Begin PASSAGE GIVEN

How Google Might Track Changes on Webpages

Many sites on the Web contain elements that change on a regular basis, from advertisements that differ everytime a page shows, to widgets that contain constantly updated information, to blog and news homepages that show new posts and articles hourly or daily or weekly. Ecommerce sites add and remove products regularly, and display updated specials and features on their homepages. Sites including or focusing upon user generated content may consistently change.

Search engines use web crawling programs to discover new pages and sites and to index content that changes on pages they already know about by following links from one page to another. A Google patent granted last week explores the potential problem of a crawler coming across a page that has changed only slightly, such as a change in content or having an advertisement displayed, and deciding whether it should reindex that whole page because of the slight change.

The patent also describes the process behind how Google might check for changes on a page, comparing a newer version of a page to an older version, and associating an age with the older content and with the newer content. I’m reminded a little of a Yahoo patent that I wrote about a few years ago, in a post titled A Yahoo Approach to Avoid Crawling Advertisement and Session Tracking Links.

In the Yahoo patent I described in that post, we were told that the search engine might crawl pages a minute or so after a first crawl to see if there was content or links that changed from the first to second crawls, which might help the search engine in identifying those sections or links as advertisements or URLs that might contain unique session tracking parameters for different visitors. Yahoo might not crawl the newer URLs in those links, which it might consider to be “transient.”

In the Google patent, we’re told that if the differences in ages of the older content and the newer content aren’t that great, the search engine may continue to display the old content rather than updating its index to include the new content as well. After some additional crawls, if Google sees the newer content reach a certain age, it may then index the newer version of the page with the new content.

Updating search engine document index based on calculated age of changed portions in a document
Invented by Joachim Kupke and Jeff Cox
Assigned to Google Inc.
US Patent 8,001,462
Granted August 16, 2011
Filed: January 30, 2009

Abstract

A system receives a document that includes new content and aged content, and compares the document with a prior version of the document that includes the aged content but not the new content. The system also separates the new content and the aged content based on the comparison, determines ages associated with the new content and the aged content, and determines whether the ages of the new content and the aged content are greater than or equal to an age threshold.

End PASSAGE GIVEN

### BRIEF
In the article on how Google might track webpage changes, what actions does the abstract say the system performs? List each one. Nothing here depends on the listing.

Begin LISTING

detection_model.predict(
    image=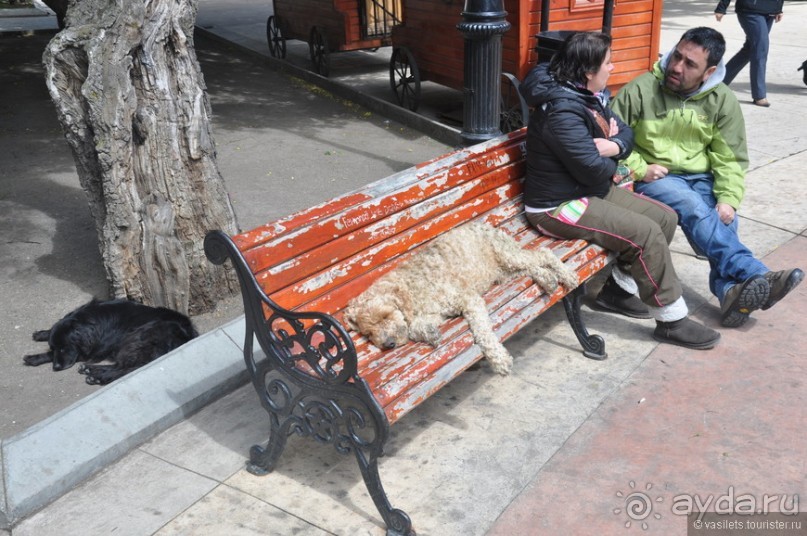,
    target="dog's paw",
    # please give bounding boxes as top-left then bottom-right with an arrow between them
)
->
22,354 -> 51,367
84,374 -> 101,385
487,352 -> 513,376
490,361 -> 513,376
560,266 -> 580,290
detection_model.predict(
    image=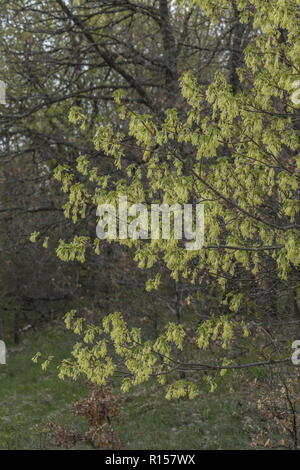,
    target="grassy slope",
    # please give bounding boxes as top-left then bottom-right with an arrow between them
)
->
0,328 -> 253,450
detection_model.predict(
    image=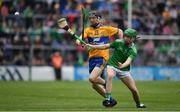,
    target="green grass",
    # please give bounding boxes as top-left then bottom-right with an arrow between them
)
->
0,81 -> 180,111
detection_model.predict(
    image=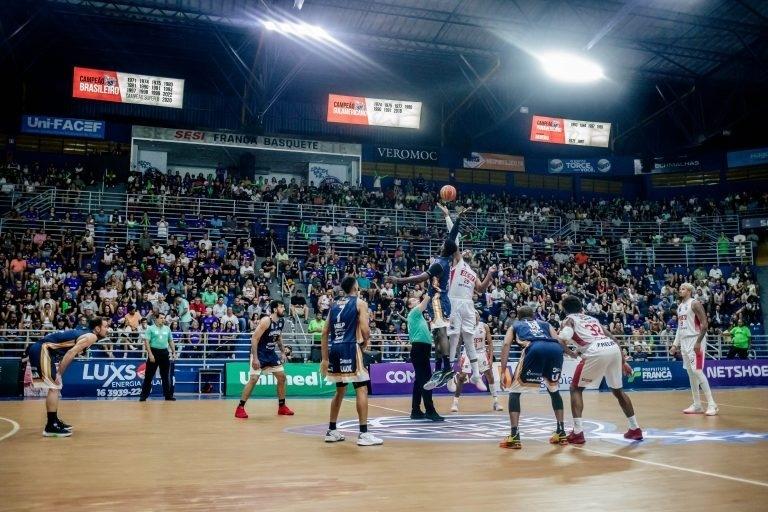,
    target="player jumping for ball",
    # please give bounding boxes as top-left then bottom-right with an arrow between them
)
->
558,295 -> 643,444
387,205 -> 469,391
448,313 -> 504,412
499,306 -> 575,450
235,300 -> 293,419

End LISTING

### TASK RESPONSE
- Receives a document that includes new content and aged content
- Compares the document with a prior version that includes the aged content but not the new content
- Separates the new content and the aged content based on the comparison
- Determines ages associated with the new content and the aged content
- Determines whether the ages of the new content and the aged content are greater than or equal to an age threshold